*DIRECTIONS FOR THIS TASK:* Set the data down again, exactly as it reads, but without the pictures.

(Image-grounded pointing data)
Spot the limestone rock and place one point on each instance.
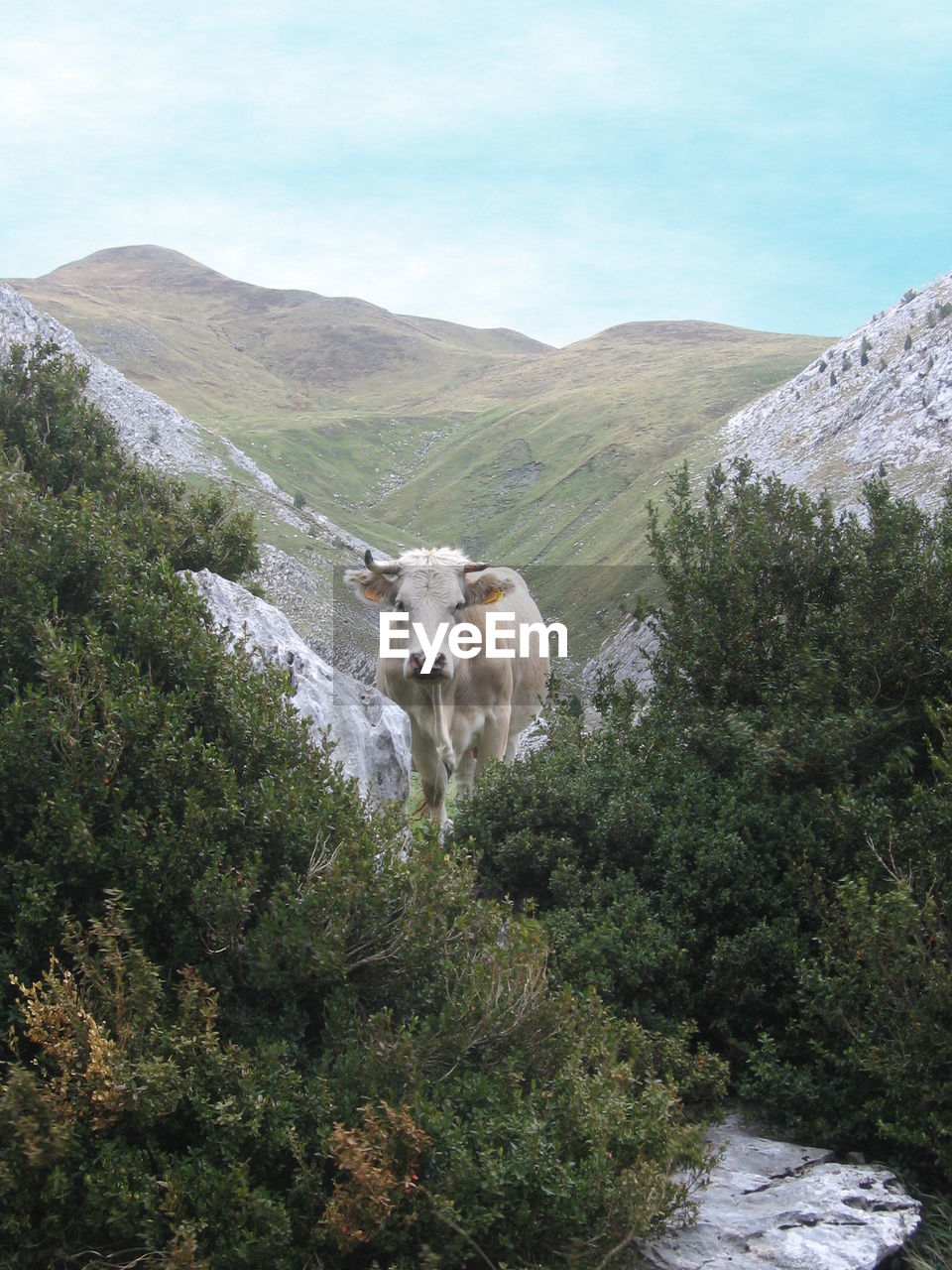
(772, 1206)
(371, 733)
(869, 400)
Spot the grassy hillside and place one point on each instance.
(414, 430)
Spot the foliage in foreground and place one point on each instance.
(246, 1025)
(763, 848)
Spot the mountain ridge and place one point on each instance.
(416, 430)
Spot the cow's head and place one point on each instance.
(434, 587)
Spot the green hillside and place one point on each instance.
(413, 430)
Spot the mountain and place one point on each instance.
(172, 322)
(301, 549)
(880, 397)
(405, 429)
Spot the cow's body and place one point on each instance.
(466, 711)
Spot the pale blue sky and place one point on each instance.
(555, 167)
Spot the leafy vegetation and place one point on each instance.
(403, 429)
(763, 847)
(249, 1021)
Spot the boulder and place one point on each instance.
(772, 1206)
(371, 733)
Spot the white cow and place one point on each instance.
(463, 711)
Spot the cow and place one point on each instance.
(463, 710)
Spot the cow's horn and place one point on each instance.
(382, 566)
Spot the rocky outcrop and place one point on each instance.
(771, 1206)
(148, 426)
(880, 397)
(371, 734)
(625, 656)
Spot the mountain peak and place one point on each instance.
(883, 397)
(130, 266)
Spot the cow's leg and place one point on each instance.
(466, 771)
(433, 772)
(440, 731)
(495, 735)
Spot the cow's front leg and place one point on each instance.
(433, 772)
(495, 735)
(466, 771)
(440, 733)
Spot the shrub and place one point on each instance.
(688, 856)
(241, 1011)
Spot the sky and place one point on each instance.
(555, 167)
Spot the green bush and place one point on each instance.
(246, 1020)
(687, 857)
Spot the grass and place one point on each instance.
(932, 1247)
(407, 431)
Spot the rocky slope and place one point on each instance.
(880, 397)
(371, 734)
(296, 575)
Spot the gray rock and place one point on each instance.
(629, 654)
(371, 733)
(895, 411)
(772, 1206)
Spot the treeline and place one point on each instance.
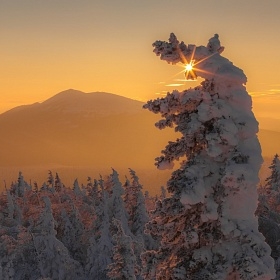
(97, 230)
(93, 231)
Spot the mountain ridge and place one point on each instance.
(113, 131)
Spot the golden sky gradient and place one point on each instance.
(48, 46)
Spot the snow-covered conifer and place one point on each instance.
(54, 260)
(76, 188)
(124, 261)
(273, 181)
(208, 226)
(99, 254)
(116, 205)
(50, 181)
(58, 185)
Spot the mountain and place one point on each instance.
(74, 131)
(84, 134)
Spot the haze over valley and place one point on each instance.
(81, 134)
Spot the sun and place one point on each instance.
(189, 66)
(189, 71)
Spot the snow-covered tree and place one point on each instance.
(100, 248)
(116, 205)
(54, 260)
(273, 181)
(124, 264)
(207, 225)
(58, 185)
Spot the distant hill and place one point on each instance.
(82, 132)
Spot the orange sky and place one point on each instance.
(105, 45)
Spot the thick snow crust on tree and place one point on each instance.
(208, 226)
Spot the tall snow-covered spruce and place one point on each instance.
(207, 226)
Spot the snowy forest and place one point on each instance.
(212, 221)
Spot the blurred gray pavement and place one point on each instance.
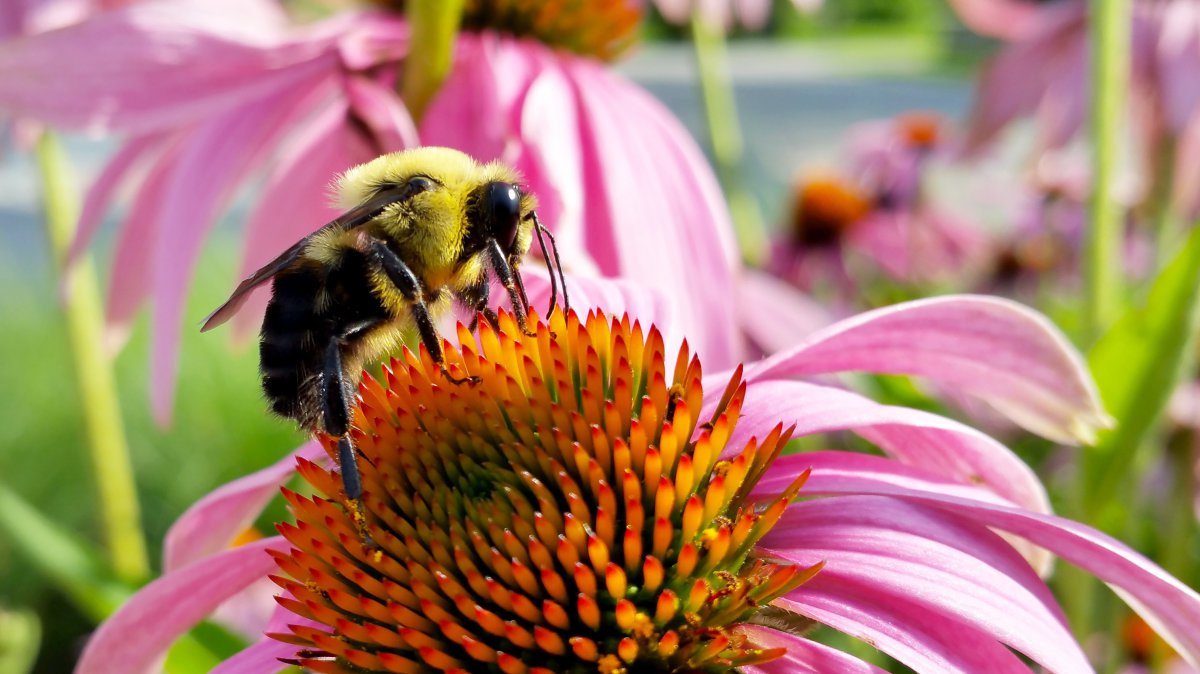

*THE COMPLETED TASK:*
Spot the limestone rock and place one point on each instance.
(772, 1206)
(371, 733)
(869, 400)
Spot the grassy hillside and place one point on each instance.
(414, 430)
Spot the foliage in foreground and place one point on each instance.
(246, 1025)
(763, 848)
Spot the mountain ridge and place one point on each instance.
(416, 430)
Spot the cow's head and place one point on each instance.
(434, 587)
Spot the green hillside and place one point on each instance.
(413, 430)
Spot the mountain and place one point on each instance.
(172, 322)
(301, 549)
(880, 397)
(405, 429)
Spot the cow's body and place one point on each instance.
(466, 711)
Spot the pale blue sky and place one point on each instance.
(555, 167)
Spot the leafy vegetation and place one point on each instance.
(403, 429)
(763, 847)
(249, 1021)
Spot the boulder and place one point on each instance.
(772, 1206)
(371, 733)
Spot the white cow and place one point on each instance.
(463, 711)
Spot the cow and place one point on each instance.
(463, 710)
Spot the cow's horn and place one point on each instance.
(382, 566)
Spot the rocky outcrop and place one point on each instance.
(771, 1206)
(148, 426)
(880, 397)
(371, 734)
(625, 656)
Spot the mountain peak and place one point on each instance.
(883, 397)
(130, 266)
Spot the cow's leg and place one point on each instance.
(466, 771)
(433, 772)
(440, 731)
(495, 735)
Spot the cow's front leg and place one point on each instance.
(433, 772)
(495, 735)
(466, 771)
(440, 733)
Spot the shrub and place one point on each instance.
(688, 856)
(241, 1011)
Spot the sky and place one point on each instance.
(555, 167)
Spot the green bush and place one point on each instance.
(246, 1020)
(687, 857)
Spot the grass and place one point on each instance.
(932, 1247)
(407, 431)
Spot the rocky slope and place one point on each instance.
(880, 397)
(371, 734)
(296, 575)
Spot the gray rock and place one point on each instance.
(629, 654)
(371, 733)
(895, 411)
(772, 1206)
Spot the treeline and place one point on each instance.
(97, 230)
(93, 231)
Spot the mountain ridge and place one point on each instance.
(113, 131)
Spot the golden sky gradient and place one point on each instance.
(48, 46)
Spot the snow-covered conifer and place one point on each instance.
(54, 260)
(76, 188)
(124, 261)
(273, 181)
(208, 226)
(99, 254)
(116, 205)
(50, 181)
(58, 185)
Spot the mountain and place one point on each instance.
(74, 131)
(84, 134)
Spot the haze over valley and place one point on each instance.
(81, 134)
Spot the sun and place one point on each instance.
(189, 66)
(189, 71)
Spot the snow-covered tree and place one point on each instance.
(100, 248)
(116, 205)
(54, 260)
(273, 181)
(124, 264)
(207, 225)
(58, 185)
Spot the distant hill and place one point on each instance.
(82, 132)
Spot the orange sky and place one point on each instance.
(105, 45)
Spot the thick snow crust on tree and place one point on each instance.
(208, 226)
Spot the tall snow-covered spruce and place one point on each instance.
(207, 226)
Spot the snowy forest and place one point on each instance.
(212, 221)
Spot the blurred gray pavement and place one point on each instance.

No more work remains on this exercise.